● REQUIREMENTS
Go through the listing and set it down exactly, leaving out its pictures.
^^^^^^^^
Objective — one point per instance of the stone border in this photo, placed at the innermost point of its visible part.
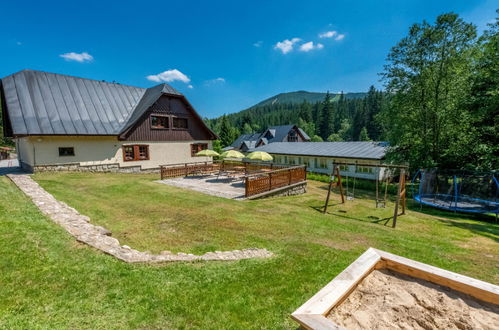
(79, 227)
(77, 167)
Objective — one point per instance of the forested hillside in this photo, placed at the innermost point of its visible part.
(440, 106)
(334, 117)
(302, 96)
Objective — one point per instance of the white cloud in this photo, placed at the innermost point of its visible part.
(286, 46)
(308, 46)
(328, 34)
(339, 37)
(169, 76)
(78, 57)
(215, 81)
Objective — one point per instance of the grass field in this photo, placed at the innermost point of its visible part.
(48, 280)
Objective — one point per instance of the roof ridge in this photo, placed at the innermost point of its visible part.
(72, 76)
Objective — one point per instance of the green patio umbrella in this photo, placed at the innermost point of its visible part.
(232, 154)
(259, 155)
(207, 153)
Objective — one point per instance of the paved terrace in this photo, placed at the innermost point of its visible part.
(210, 185)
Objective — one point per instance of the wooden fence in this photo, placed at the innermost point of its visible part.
(178, 170)
(262, 182)
(258, 177)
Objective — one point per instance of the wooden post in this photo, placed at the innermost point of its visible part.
(403, 196)
(331, 182)
(399, 191)
(340, 184)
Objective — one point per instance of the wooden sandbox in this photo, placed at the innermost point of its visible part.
(380, 290)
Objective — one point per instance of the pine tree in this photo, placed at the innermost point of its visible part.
(327, 114)
(363, 136)
(226, 132)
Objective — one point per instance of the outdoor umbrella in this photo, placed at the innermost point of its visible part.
(207, 153)
(259, 155)
(232, 154)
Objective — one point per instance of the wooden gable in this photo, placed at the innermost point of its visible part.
(175, 110)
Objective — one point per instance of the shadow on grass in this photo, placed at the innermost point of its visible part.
(368, 219)
(485, 224)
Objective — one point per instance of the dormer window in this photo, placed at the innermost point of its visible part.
(160, 122)
(180, 123)
(292, 137)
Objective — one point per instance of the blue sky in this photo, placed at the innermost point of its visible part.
(223, 55)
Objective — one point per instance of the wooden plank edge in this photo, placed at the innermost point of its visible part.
(315, 322)
(341, 286)
(478, 289)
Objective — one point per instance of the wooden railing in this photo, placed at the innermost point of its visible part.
(197, 168)
(258, 177)
(262, 182)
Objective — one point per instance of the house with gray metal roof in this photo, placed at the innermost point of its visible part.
(283, 133)
(63, 122)
(320, 156)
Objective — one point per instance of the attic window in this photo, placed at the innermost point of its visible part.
(180, 123)
(66, 151)
(160, 122)
(135, 152)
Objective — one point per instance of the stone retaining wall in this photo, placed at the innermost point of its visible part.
(76, 167)
(100, 238)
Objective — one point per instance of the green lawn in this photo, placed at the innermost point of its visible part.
(48, 280)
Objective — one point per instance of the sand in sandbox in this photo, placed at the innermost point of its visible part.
(389, 300)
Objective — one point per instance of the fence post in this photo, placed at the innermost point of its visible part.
(399, 190)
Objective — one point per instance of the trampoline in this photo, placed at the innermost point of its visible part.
(457, 190)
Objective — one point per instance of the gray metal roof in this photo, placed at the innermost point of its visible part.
(360, 150)
(42, 103)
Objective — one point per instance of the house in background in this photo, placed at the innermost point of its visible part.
(62, 122)
(320, 156)
(284, 133)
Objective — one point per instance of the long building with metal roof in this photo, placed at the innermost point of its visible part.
(321, 156)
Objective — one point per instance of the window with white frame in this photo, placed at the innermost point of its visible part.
(344, 168)
(364, 169)
(322, 163)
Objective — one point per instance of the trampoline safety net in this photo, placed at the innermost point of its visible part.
(458, 191)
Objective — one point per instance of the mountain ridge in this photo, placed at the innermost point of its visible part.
(300, 96)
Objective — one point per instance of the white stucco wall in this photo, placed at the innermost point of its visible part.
(97, 150)
(24, 150)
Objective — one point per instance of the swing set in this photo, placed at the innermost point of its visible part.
(386, 177)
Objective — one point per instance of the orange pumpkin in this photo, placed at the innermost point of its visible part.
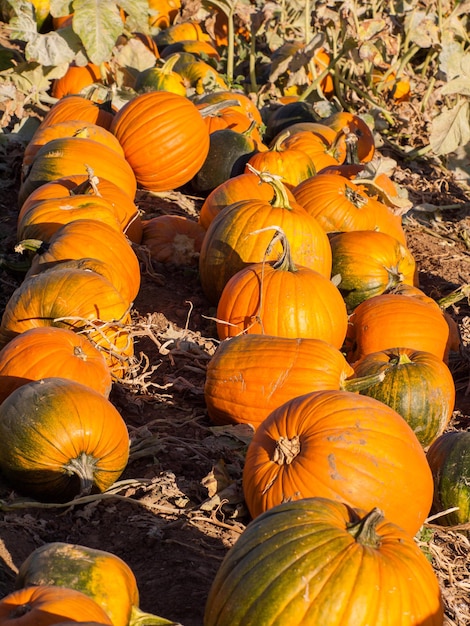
(51, 351)
(283, 300)
(44, 605)
(341, 446)
(164, 138)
^^^^^^^^
● ANSWER BELOW
Objective — one point per instance of the stone border in this photo, placed at the innermost point of its visible part.
(79, 227)
(77, 167)
Objective — one point per instance of the forested hillside in this photo, placed at the innermost point of its visible part.
(440, 106)
(334, 117)
(302, 96)
Objective — one point per instance of the white cloud in this photo, placed at the innermost point of its visible part.
(286, 46)
(308, 46)
(328, 34)
(339, 37)
(169, 76)
(78, 57)
(215, 81)
Objective — one point per instance of the grass field in this photo, placed at the innermost point of its visible part.
(48, 280)
Objective — one point per instance of the roof ridge in this photo, placed at the innermost point of its visible part.
(72, 76)
Objective — one point per instance of the green patio umbrella in this photo, placed at the innermost point of its visible part.
(232, 154)
(259, 155)
(207, 153)
Objective — one point per instance of the paved terrace in this photo, placed at the innermost point of its visible part.
(210, 185)
Objective — one point per instance of the wooden fence in this photo, placed at the innermost point of its visible part.
(178, 170)
(262, 182)
(258, 177)
Objective — one point per instance of the wooden post in this photo, placed at the innermost point of its visible part.
(403, 196)
(331, 182)
(399, 191)
(340, 184)
Objective — one point per instance of the wooden sandbox in this photo, placed at the innermost point of its visible part.
(380, 290)
Objective — one point per instance of the pine tree in this photo, placed at the innermost point of its visible part.
(327, 114)
(363, 136)
(226, 132)
Objective — one point per instance of the outdoor umbrella in this photo, placed at the innermost point of its visible part.
(207, 153)
(259, 155)
(232, 154)
Objective — one point per instance of the wooden gable in this photo, placed at the innermost point of its visible part.
(175, 110)
Objective — one point per instance of the shadow on grass in this photo, placed at the innermost point of its visible part.
(368, 219)
(485, 224)
Objective — one point per instance of the dormer window in this photo, placed at the innermost point of its visible part.
(160, 122)
(180, 123)
(292, 137)
Objective — one point per instance of the blue sky in this photo, placed at the innermost point of its visible part.
(223, 55)
Objective — one point per instance of the wooden plank edge in this photo, placed at the innermost point of its visible part.
(315, 322)
(341, 286)
(478, 289)
Objective — one point per instance of the wooden railing in this photo, placed at the innermost point of its visible part.
(197, 168)
(258, 177)
(262, 182)
Objective — one point per instance of the house with gray metal roof in this photo, placed at the innermost point of its visible part.
(283, 133)
(63, 122)
(320, 156)
Objective — one point per instance of the attic window in this photo, placed at the innermost point of its visible part.
(180, 123)
(66, 151)
(160, 122)
(135, 152)
Objective — one point per instance of the stone retaining wall in this photo, placed at the innermost point of its visible part.
(76, 167)
(100, 238)
Objective — one point per instance of the green lawn in this photo, placed at the innermost point of its visible part.
(48, 280)
Objective — one point per instance of the sand in sandbox in this photo, placed at the innermost point of its visible part.
(389, 300)
Objective — one point per instance of the fence post in this photo, placed at the innermost point of its visible part.
(399, 190)
Objective — one point per instance of the trampoline in this photo, placed at the innermost point of its visible part.
(457, 190)
Objective — one point per instance of the gray metal roof in this photo, placed at the innermost point of its visible part.
(360, 150)
(42, 103)
Objective — one point per instance of the house in background in this photo, placed at the innermost point of its visible part.
(62, 122)
(320, 156)
(284, 133)
Objective — one point per instance of the long building with metal roof in this photo, placed at the innermost point of its visible part.
(321, 156)
Objective — one point per instance of the window with white frame in this photo, placed at the innermost point of its visible part.
(344, 168)
(364, 169)
(322, 163)
Objective — one point per instance of the trampoline safety net in this photo, placed at the innermost point of its visible part.
(458, 191)
Objective — one point per instance of the mountain ridge in this photo, placed at the innermost point of its visible part.
(300, 96)
Objective — one point per instance of the white stucco wall in this photo, placed at the innermost point of its visible part.
(97, 150)
(24, 150)
Objective — one point per instance of the swing set in this photo, placed at the innermost point of its visible part.
(386, 177)
Objective — one point per instance of the orange pumpkin in this photo, placed at the innermost point of its visible part.
(51, 351)
(283, 300)
(44, 605)
(341, 446)
(164, 138)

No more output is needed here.